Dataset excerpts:
....
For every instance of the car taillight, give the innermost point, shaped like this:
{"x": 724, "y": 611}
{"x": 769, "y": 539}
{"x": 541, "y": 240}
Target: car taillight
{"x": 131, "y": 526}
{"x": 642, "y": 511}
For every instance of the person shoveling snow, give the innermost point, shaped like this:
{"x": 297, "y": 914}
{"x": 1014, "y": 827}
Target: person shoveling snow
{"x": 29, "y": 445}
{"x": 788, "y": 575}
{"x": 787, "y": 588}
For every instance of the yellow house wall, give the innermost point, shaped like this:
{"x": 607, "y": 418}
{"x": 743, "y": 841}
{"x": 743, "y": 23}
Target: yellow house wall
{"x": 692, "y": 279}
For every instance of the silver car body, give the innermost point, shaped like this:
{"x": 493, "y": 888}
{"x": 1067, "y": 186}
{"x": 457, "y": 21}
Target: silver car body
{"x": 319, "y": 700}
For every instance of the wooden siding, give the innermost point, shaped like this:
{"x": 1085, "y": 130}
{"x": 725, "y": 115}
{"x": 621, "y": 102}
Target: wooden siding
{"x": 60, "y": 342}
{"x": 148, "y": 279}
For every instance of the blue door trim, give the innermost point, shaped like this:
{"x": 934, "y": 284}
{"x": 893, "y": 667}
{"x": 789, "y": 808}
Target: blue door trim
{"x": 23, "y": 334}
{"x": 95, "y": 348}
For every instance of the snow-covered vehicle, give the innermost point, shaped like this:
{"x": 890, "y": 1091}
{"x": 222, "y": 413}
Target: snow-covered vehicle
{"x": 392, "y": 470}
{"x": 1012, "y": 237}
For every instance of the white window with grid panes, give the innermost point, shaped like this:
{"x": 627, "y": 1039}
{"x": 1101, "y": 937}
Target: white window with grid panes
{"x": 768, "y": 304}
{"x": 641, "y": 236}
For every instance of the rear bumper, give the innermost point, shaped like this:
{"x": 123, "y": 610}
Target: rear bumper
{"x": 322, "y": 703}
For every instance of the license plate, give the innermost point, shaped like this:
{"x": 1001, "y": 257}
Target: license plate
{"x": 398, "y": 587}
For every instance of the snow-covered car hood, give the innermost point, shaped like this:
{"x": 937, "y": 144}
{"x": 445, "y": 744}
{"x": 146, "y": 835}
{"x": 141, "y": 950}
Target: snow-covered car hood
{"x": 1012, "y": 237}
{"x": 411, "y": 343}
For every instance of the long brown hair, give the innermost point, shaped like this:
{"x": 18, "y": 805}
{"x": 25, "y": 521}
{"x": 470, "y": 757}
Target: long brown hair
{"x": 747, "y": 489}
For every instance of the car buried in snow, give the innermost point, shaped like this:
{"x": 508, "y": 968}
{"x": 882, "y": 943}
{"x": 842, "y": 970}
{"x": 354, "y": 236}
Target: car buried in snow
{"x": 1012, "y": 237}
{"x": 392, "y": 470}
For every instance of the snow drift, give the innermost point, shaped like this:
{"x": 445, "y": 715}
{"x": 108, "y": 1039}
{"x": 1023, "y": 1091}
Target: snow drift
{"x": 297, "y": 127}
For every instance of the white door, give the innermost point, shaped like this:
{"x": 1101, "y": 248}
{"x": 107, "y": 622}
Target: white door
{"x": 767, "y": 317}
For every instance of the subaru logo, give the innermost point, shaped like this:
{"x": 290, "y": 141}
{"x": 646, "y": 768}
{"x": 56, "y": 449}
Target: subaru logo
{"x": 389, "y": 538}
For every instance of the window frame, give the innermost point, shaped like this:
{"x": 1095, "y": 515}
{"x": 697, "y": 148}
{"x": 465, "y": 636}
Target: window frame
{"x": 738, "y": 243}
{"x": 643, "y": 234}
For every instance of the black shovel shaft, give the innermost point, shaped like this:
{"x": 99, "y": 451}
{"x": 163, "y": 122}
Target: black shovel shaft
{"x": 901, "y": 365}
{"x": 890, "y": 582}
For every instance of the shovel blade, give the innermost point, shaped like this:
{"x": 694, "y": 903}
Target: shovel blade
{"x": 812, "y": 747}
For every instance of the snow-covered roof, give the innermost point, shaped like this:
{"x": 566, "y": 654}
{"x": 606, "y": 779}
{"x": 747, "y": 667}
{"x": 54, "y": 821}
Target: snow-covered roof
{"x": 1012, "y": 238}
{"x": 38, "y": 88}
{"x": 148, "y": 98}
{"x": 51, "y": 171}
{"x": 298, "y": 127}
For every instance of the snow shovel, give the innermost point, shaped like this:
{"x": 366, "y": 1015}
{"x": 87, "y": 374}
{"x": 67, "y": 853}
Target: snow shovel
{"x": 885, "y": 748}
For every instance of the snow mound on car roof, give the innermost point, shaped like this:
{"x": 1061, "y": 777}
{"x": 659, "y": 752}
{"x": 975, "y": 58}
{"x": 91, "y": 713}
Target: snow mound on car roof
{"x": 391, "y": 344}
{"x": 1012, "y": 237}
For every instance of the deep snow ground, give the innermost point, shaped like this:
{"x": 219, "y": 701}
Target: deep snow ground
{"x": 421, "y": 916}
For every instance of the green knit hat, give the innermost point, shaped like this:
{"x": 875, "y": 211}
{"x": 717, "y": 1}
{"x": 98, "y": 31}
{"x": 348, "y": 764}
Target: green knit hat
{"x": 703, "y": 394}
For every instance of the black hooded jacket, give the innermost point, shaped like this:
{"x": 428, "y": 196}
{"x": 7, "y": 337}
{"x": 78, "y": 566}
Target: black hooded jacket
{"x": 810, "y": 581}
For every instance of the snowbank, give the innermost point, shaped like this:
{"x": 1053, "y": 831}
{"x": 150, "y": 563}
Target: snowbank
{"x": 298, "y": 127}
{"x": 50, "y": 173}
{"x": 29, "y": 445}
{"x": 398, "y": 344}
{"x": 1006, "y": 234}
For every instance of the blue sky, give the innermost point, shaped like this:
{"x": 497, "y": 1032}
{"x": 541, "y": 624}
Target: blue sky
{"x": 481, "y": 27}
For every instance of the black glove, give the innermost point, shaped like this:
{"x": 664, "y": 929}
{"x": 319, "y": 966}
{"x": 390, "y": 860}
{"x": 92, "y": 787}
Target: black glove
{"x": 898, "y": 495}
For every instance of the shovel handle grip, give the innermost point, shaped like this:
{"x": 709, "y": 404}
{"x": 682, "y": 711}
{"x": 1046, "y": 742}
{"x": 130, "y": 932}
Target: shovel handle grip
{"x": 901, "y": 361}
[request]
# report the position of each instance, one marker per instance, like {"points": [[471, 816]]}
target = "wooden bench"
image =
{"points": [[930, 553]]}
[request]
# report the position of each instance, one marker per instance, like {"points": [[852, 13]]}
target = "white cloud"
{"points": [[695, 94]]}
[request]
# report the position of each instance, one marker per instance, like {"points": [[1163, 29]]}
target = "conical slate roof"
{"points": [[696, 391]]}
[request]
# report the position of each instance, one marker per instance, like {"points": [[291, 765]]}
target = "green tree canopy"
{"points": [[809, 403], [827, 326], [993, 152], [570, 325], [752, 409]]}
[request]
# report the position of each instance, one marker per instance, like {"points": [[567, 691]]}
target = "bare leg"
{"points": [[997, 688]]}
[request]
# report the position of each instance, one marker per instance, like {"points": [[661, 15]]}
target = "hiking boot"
....
■ What needs to be done: Look through the entries above; copy each line where the string "marker" appears.

■ Output of the exercise:
# report the position of each instance, one marker per instance, like {"points": [[471, 816]]}
# report the position of each instance, one marker per instance, like {"points": [[852, 13]]}
# report the position of each instance, one marker per instance, like {"points": [[1163, 29]]}
# report the position of each instance, one marker per instance, like {"points": [[291, 765]]}
# report the position of each instance, one marker per instance, like {"points": [[567, 691]]}
# report the position of each instance, one marker per instance, like {"points": [[661, 15]]}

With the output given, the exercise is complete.